**Text block**

——

# Unboxing Grizzly Jointer



## Raymer (Mar 5, 2018)

Nice looking machine, I'd be like a kid at Christmas time. Update as you can, interested to know your impressions.


----------



## NormG (Mar 5, 2010)

Nice machine congratulations


----------



## ScottKaye (Jan 19, 2013)

its nice that these 8" are FINALLY back in stock after 2 years of being classified as unobtanium!


----------



## cmmyakman (Feb 16, 2011)

Congratulations, I want one too!

Can you provide a link to the Matt Jackson YouTube video?

BTW - It looks like yours came fully assembled. But this guy had to put his together himself?


----------



## jywagner (Jul 12, 2013)

The youtube link you showed was different jointer.

I only use Matt Jackson method of lifting the heavy equipment.


----------



## cmmyakman (Feb 16, 2011)

> The youtube link you showed was different jointer.
> 
> I only use Matt Jackson method of lifting the heavy equipment.
> 
> - jywagner


Great - thank you very much for the clarification and the link!


----------



## wrenchhead (Sep 26, 2009)

Nice! A new jointer is on my short list of tools to purchase. I will be looking for your update after it's had some use


----------



## kelvancra (May 4, 2010)

I bought the 490X (with the spiral head) and, two years in, I'm still sold.

I did a review on it, back in the day, including how an old man got it out of the truck and assembled without jacks, hoists and so on.


----------



## slharman1 (Sep 4, 2018)

How are you liking the G0495X Jointer so far?
I am looking at one for my shop.
Thanks


----------



## kelvancra (May 4, 2010)

As of this date, five years in, I am very happy with mine.

My original review: https://www.lumberjocks.com/reviews/6106


----------



## jywagner (Jul 12, 2013)

it's had been a very nice addition to my small hobby shop. Did lots of Oak and black walnut 600-700 board feet.

——

Source data

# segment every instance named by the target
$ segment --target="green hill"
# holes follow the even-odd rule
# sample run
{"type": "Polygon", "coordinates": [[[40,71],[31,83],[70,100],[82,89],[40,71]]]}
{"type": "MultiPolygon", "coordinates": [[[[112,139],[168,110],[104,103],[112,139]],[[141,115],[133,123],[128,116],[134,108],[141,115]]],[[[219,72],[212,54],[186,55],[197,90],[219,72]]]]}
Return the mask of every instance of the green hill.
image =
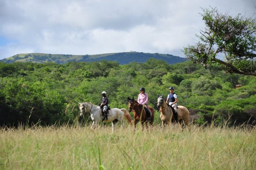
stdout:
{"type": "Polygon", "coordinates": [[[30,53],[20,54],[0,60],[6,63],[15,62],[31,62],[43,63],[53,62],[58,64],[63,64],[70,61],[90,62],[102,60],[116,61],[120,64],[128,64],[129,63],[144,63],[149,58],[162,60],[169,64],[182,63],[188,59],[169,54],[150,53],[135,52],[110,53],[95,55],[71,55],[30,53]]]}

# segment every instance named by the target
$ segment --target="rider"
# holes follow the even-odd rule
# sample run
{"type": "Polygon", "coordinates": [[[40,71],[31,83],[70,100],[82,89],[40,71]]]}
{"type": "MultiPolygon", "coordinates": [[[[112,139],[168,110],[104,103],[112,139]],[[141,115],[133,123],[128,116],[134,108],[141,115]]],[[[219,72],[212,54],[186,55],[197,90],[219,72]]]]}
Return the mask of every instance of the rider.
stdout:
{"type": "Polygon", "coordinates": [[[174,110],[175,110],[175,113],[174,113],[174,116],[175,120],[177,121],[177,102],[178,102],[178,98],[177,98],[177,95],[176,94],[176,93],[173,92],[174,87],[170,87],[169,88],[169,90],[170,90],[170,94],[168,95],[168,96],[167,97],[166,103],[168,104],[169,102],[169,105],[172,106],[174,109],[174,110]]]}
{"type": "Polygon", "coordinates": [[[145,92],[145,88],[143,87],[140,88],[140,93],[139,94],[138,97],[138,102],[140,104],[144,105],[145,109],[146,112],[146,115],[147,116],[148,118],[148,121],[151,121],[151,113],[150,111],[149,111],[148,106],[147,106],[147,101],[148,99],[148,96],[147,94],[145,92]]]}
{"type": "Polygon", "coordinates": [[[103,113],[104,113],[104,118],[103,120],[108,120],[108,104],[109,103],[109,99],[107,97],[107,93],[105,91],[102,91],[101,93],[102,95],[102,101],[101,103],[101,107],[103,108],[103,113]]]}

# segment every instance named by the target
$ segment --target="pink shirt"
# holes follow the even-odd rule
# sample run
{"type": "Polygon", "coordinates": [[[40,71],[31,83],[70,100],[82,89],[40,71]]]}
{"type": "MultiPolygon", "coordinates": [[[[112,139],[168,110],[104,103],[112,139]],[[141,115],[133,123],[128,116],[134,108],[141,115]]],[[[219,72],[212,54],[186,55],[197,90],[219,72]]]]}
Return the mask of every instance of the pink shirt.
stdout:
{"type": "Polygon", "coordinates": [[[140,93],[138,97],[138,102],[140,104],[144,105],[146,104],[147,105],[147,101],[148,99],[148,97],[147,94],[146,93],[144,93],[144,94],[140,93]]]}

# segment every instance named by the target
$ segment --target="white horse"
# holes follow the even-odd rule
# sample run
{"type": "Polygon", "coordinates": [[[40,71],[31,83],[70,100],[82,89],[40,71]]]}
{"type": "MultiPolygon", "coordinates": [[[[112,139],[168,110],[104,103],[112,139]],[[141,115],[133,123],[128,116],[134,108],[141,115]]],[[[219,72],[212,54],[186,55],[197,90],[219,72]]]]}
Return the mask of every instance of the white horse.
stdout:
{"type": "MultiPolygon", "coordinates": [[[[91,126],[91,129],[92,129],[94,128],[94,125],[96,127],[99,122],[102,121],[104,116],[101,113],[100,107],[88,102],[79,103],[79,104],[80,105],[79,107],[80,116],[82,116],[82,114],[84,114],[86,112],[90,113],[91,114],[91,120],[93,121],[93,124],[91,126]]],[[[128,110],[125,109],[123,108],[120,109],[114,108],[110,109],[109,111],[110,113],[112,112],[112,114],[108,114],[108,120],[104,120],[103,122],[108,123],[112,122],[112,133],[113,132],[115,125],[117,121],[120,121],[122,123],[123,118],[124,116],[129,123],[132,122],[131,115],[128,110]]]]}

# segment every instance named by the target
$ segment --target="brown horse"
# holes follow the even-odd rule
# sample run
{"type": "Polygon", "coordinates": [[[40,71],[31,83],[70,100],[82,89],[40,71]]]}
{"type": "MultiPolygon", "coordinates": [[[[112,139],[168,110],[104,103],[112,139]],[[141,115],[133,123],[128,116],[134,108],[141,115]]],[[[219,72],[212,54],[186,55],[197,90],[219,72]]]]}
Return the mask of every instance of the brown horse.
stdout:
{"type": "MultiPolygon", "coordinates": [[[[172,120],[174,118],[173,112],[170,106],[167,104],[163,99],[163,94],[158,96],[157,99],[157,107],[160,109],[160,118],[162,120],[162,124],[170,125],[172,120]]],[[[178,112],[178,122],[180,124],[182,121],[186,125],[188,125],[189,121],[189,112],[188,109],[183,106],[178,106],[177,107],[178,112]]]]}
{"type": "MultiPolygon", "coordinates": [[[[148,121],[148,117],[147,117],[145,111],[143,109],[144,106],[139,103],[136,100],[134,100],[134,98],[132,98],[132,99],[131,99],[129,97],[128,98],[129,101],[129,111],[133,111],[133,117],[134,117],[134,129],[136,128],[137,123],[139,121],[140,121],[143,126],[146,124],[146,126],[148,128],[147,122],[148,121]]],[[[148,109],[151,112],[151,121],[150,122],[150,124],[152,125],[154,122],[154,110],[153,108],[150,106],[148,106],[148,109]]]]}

——

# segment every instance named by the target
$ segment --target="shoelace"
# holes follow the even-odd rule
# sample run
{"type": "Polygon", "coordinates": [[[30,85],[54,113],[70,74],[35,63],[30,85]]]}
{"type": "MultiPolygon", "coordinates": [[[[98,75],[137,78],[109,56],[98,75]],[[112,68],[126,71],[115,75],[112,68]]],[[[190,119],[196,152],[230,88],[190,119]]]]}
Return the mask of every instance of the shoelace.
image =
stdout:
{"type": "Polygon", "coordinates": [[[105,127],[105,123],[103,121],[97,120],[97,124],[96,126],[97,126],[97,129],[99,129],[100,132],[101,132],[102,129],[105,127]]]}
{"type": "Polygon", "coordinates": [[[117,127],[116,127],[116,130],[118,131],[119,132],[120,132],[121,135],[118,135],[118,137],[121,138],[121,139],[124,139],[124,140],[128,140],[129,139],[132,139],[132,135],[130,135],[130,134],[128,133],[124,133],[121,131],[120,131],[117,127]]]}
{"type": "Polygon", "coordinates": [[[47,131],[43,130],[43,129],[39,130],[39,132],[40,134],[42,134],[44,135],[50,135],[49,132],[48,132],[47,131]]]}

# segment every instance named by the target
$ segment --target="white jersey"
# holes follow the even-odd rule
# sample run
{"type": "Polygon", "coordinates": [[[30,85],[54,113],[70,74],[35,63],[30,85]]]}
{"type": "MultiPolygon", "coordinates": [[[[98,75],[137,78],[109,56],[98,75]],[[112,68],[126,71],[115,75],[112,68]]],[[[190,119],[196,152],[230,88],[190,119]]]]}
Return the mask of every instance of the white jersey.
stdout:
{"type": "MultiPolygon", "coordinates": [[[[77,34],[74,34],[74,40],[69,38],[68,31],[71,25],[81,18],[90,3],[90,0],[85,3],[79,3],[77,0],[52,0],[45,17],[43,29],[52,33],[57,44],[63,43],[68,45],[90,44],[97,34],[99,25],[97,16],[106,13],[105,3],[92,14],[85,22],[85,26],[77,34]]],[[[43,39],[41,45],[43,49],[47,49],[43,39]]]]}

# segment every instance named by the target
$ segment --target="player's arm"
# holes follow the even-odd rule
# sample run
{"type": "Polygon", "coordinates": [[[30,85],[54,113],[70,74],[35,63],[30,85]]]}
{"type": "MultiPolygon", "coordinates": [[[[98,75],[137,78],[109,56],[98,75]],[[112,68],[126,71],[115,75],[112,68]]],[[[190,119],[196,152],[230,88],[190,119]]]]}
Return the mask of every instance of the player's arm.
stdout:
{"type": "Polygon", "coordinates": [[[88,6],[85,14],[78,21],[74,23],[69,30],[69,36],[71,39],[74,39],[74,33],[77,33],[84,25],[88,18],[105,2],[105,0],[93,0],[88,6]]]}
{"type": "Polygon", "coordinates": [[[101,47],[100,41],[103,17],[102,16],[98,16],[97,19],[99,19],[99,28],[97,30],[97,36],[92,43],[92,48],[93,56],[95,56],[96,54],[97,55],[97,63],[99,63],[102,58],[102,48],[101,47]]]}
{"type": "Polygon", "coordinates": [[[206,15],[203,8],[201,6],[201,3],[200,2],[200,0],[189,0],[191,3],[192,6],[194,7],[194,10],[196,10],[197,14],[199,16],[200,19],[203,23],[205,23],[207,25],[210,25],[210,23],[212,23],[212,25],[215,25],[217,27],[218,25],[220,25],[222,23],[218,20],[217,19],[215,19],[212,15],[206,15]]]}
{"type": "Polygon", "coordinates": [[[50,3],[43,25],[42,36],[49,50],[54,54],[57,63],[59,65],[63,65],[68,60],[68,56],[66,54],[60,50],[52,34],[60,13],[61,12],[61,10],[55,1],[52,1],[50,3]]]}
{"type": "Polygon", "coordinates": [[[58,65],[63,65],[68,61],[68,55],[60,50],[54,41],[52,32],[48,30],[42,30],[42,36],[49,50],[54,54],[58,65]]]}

——

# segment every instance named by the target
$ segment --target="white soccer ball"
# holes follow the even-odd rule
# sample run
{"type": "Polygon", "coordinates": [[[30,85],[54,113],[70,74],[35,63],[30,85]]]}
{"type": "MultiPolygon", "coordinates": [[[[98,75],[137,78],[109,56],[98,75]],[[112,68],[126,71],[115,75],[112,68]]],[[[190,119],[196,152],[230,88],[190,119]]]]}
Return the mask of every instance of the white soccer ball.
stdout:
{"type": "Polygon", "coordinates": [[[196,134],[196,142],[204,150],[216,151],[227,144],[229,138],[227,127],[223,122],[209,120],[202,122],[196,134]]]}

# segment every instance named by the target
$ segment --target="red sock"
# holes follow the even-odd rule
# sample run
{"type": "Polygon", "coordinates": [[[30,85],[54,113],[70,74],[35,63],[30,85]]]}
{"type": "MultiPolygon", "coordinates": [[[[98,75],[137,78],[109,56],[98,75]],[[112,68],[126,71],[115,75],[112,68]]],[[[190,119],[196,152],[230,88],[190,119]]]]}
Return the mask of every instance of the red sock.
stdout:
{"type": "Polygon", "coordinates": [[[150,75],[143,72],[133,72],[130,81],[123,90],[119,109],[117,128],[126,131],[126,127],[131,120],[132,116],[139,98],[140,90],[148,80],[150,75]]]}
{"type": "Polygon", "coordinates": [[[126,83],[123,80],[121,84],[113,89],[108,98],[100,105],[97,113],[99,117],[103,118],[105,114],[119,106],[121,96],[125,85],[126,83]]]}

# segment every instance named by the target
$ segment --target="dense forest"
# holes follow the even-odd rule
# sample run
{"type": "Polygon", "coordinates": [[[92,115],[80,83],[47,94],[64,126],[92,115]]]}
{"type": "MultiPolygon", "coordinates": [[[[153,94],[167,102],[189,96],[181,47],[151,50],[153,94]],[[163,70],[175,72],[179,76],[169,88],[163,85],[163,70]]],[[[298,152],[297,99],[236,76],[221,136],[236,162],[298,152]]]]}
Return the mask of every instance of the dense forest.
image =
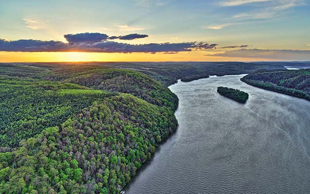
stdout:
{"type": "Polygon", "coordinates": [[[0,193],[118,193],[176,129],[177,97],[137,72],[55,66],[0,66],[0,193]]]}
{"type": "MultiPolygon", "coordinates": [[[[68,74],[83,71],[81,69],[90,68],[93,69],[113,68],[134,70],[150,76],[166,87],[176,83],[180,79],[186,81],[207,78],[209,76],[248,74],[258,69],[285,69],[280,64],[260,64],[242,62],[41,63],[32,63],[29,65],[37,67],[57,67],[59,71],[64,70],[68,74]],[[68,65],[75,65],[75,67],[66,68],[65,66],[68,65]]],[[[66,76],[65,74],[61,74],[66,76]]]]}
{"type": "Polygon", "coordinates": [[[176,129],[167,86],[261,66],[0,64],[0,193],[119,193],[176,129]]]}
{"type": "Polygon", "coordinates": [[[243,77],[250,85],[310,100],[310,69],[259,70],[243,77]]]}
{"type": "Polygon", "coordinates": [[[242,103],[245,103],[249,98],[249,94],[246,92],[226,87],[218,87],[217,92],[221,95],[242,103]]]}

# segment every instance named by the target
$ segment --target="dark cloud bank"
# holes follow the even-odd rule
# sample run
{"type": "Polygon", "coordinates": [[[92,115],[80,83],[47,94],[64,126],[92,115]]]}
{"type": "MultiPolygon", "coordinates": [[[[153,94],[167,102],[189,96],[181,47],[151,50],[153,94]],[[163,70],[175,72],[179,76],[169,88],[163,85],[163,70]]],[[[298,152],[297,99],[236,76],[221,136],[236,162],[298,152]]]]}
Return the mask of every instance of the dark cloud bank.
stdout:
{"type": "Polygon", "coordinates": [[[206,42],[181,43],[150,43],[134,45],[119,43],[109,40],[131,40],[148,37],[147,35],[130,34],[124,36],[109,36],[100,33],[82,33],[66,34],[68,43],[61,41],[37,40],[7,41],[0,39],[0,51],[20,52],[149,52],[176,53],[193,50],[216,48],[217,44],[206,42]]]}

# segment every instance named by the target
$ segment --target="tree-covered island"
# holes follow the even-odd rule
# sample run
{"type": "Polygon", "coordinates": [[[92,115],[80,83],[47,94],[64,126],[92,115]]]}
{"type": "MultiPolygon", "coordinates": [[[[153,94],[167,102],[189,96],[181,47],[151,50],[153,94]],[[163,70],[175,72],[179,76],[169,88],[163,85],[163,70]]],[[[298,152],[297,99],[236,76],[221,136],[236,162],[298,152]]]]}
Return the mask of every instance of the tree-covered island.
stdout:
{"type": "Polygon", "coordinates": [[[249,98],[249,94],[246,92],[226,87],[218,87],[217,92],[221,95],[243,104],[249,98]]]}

——

**Directives**
a. According to the Grizzly jointer thread, which jointer model did kelvancra buy?
b. Output the part of the Grizzly jointer thread between "## NormG (Mar" and "classified as unobtanium!", inclusive.
c. In the Grizzly jointer thread, shorten the paragraph that begins "I did a review on it" while keeping its main facts.
This data comes from a separate source.

**Results in order**
a. The 490X, with the spiral head.

b.
## NormG (Mar 5, 2010)

Nice machine congratulations


----------



## ScottKaye (Jan 19, 2013)

its nice that these 8" are FINALLY back in stock after 2 years of being classified as unobtanium!

c. I reviewed it back then, covering how an old man unloaded it from the truck and assembled it without jacks or hoists.